So I’m working on a server from home.
I do a cat /sys/class/net/eth0/operstate
and it says unknown
despite the interface being obviously up, since I’m SSH’ing into the box.
I try to explicitely set the interface up to force the status to say up
with ip link set eth0 up
. No joy, still unknown
.
Hmm… maybe I should bring it down and back up.
So I do ip link set eth0 down
and… I drive 15 miles to work to do the corresponding ip link set eth0 up
50 years using Unix and I’m still doing this… 😥
Remember what Bruce Lee said:
I fear not the man who has practiced 10,000 kicks once, but I fear the man who has practiced one kick 10,000 times.
Did this once on a router in a datacenter that was a flight away. Have remembered to set the reboot in future command since. As I typed the fatal command I remember part of my brain screaming not to hit enter as my finger approached the keyboard. 🤦♂️
Have remembered to set the reboot in future command since
That’s not a bad idea actually. I’ll have to reuse that one. Thanks!
This.
Do it. This saved my life on more than one occasion.
You’ll think “nah, it’ll be fine” and then at 11pm when your brain’s fried on vending machine coffee you’ll be glad that you did it… 3 times over…
A few months ago I accidentally dd’d ~3GiB to the beginning of one of the drives in a 4 drive array… That was fun to rebuild.
Like 3 weeks ago on my (testing) server I accidentally DD’d a Linux ISO to the first drive in my storage array (I had some kind of jank manual “LVM” bullshit I set up with odd mountpoints to act as a NAS, do not recommend), no Timeshift, no Btrfs snapshot. It gave me the kick in the pants I needed to stop trying to use a macbook air with 6 external hard drives as a server though. Also gave me the kick in the pants I needed to stop using volatile naming conventions in my fstab.
Your 4 drive raid5 array, right?
Right?!
I wish.
It was a bcachefs array with data replicas being a mix of 1,2 & 4 depending on what was most important, but thankfully I had the foresight to set metadata to be mirrored for all 4 drives.
I didn’t get the good fortune of only having to do a resilver, but all I really had to do was fsck to remove references to non-existent nodes until the system would mount read-only, then back it up and rebuild it.
NixOS did save my bacon re: being able to get back to work on the same system by morning.
not RAID10 I hope…
Lol I’ve locked myself out of so many random cloud and remote instances like this that now I always make a sleep chain or a kill timer with tmux/screen.
Usually like:
./risky_dumb_script.sh ; sleep 30 ; ./undo.sh
Or
./risky_dumb.script.sh
Which starts with a 30 second sleep, and:
(tmux) sleep 300 ; kill PID
Lol; I’ve done this too. Thankfully not to anything important.
I’ve done this kind of thing remotely in screen with
ifdown eth0 ; sleep 10 ; ifup eth0 ;
There, but for the grace of god…
@ExtremeDullard@lemmy.sdf.org You’re doing it wrong. Just setup a KVM behind your server. So then you never need to leave home again.

SUPPLIED RECORDS —
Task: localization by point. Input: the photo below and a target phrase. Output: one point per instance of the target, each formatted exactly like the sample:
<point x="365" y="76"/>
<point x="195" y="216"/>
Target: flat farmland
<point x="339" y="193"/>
==
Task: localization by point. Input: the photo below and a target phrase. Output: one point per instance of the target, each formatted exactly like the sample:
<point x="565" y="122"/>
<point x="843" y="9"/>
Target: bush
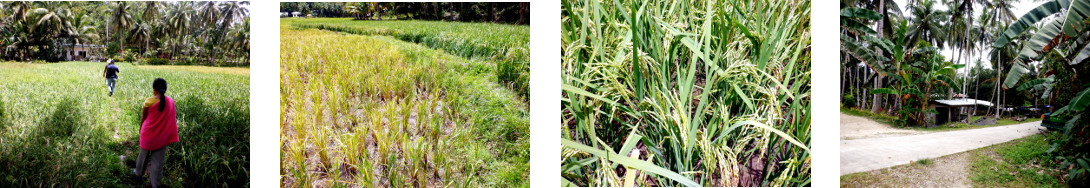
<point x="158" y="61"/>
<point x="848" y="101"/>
---
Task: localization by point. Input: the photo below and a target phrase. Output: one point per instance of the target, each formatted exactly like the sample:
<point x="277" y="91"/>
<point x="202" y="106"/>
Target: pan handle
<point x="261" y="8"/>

WRITTEN REQUEST — Please list each distinct sleep duration, in seconds, that the forum thread about locking yourself out of a remote server gives for its commands and scripts.

ANSWER TO THE PROBLEM — 30, 300, 10